## LIST OF TASKS
[a] Reproduce the text on Aristide's rise to the Haitian presidency word for word.
[b] In the records below, find each line containing the string "shorts" with the same capitalization, and copy every such line.

The ferocity of the attack on his church gave Haiti’s conservative Catholic hierarchy a pretext to silence him. It tried to transfer him abroad and, when he refused, expelled him from his order: he remained a priest but had no pulpit. Having deprived Aristide of a forum within the church, the hierarchy propelled him into politics. After some months in seclusion, Aristide began attacking the elections scheduled for late 1990 as a US-sponsored sham which failed to address Haiti’s unjust social order.

Few Haitians had taken much interest in the numerous presidential candidates, who included several former Duvalier associates. But when at the last minute Aristide announced his own candidacy, voter registration surged. On December 16, 1990, under the banner Lavalas, the “Flood,” he swept Haiti’s first free and fair elections with an astonishing 67 percent of the vote. No one else received more than 14 percent.

As president, Aristide moved quickly to assert civilian authority over an army that had dominated political life in Haiti since the fall of Baby Doc. In his inaugural address on February 7, 1991, Aristide ordered six of the country’s seven highest-ranking generals—men long associated with the violence and corruption of the old order—to retire. In the ensuing months, Aristide appointed to key positions officers that he believed to be reform-minded. To head the army, Aristide chose a forty-three-year-old colonel, Raoul Cédras. Cédras had supervised the relatively peaceful December 1990 elections, and seemed to represent a new generation of young officers willing to professionalize the army. This apparent devotion to democracy singled him out from past army commanders who, hostile to civilian rule, had crushed Haiti’s first attempt at free elections in November 1987, when fourteen people were murdered at a Port-au-Prince polling place on election day, after a month of machine-gun and arson attacks on electoral offices and campaign headquarters.

## DATA PROVIDED
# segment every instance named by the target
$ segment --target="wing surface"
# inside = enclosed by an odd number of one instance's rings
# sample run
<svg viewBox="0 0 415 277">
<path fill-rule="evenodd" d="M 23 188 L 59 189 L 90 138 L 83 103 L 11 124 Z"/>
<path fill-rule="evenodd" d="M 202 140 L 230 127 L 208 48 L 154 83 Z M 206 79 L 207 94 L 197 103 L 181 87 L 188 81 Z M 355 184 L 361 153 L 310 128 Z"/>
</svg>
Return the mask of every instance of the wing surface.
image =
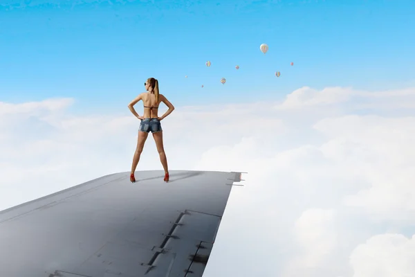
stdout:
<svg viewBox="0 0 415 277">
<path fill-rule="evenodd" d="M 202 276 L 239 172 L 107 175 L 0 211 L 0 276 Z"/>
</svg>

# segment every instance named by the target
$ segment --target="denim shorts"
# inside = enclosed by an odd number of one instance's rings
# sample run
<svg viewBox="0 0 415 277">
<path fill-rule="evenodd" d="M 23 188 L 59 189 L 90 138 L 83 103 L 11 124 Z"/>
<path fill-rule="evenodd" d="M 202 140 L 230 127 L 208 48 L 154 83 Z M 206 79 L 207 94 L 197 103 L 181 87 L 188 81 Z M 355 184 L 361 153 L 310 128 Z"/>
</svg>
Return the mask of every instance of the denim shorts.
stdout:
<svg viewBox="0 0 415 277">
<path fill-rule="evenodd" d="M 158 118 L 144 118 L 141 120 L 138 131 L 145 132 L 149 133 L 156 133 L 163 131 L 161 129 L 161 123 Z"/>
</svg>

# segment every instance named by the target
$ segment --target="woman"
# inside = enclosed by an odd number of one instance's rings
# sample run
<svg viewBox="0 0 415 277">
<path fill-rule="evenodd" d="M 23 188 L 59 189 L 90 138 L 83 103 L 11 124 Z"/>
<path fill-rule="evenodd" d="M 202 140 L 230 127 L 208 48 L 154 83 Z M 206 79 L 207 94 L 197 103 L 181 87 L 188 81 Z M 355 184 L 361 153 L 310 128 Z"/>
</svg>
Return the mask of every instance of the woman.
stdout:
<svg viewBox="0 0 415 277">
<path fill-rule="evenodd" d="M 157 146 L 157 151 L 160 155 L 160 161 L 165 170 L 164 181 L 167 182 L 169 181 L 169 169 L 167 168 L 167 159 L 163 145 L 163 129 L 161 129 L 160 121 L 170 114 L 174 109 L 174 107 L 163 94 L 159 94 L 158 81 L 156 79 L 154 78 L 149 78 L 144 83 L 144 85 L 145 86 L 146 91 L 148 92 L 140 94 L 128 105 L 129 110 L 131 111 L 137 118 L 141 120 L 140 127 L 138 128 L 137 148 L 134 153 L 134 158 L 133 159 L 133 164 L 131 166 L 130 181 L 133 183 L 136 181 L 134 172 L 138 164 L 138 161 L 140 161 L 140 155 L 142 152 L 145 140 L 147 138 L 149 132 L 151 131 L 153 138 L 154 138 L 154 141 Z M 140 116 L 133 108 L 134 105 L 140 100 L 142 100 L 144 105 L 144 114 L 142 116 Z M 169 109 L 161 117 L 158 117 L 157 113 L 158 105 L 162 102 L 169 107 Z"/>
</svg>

## FULL ANSWERS
[a]
The ferocity of the attack on his church gave Haiti’s conservative Catholic hierarchy a pretext to silence him. It tried to transfer him abroad and, when he refused, expelled him from his order: he remained a priest but had no pulpit. Having deprived Aristide of a forum within the church, the hierarchy propelled him into politics. After some months in seclusion, Aristide began attacking the elections scheduled for late 1990 as a US-sponsored sham which failed to address Haiti’s unjust social order.

Few Haitians had taken much interest in the numerous presidential candidates, who included several former Duvalier associates. But when at the last minute Aristide announced his own candidacy, voter registration surged. On December 16, 1990, under the banner Lavalas, the “Flood,” he swept Haiti’s first free and fair elections with an astonishing 67 percent of the vote. No one else received more than 14 percent.

As president, Aristide moved quickly to assert civilian authority over an army that had dominated political life in Haiti since the fall of Baby Doc. In his inaugural address on February 7, 1991, Aristide ordered six of the country’s seven highest-ranking generals—men long associated with the violence and corruption of the old order—to retire. In the ensuing months, Aristide appointed to key positions officers that he believed to be reform-minded. To head the army, Aristide chose a forty-three-year-old colonel, Raoul Cédras. Cédras had supervised the relatively peaceful December 1990 elections, and seemed to represent a new generation of young officers willing to professionalize the army. This apparent devotion to democracy singled him out from past army commanders who, hostile to civilian rule, had crushed Haiti’s first attempt at free elections in November 1987, when fourteen people were murdered at a Port-au-Prince polling place on election day, after a month of machine-gun and arson attacks on electoral offices and campaign headquarters.

[b]
$ segment --target="denim shorts"
Return the mask of every instance of the denim shorts.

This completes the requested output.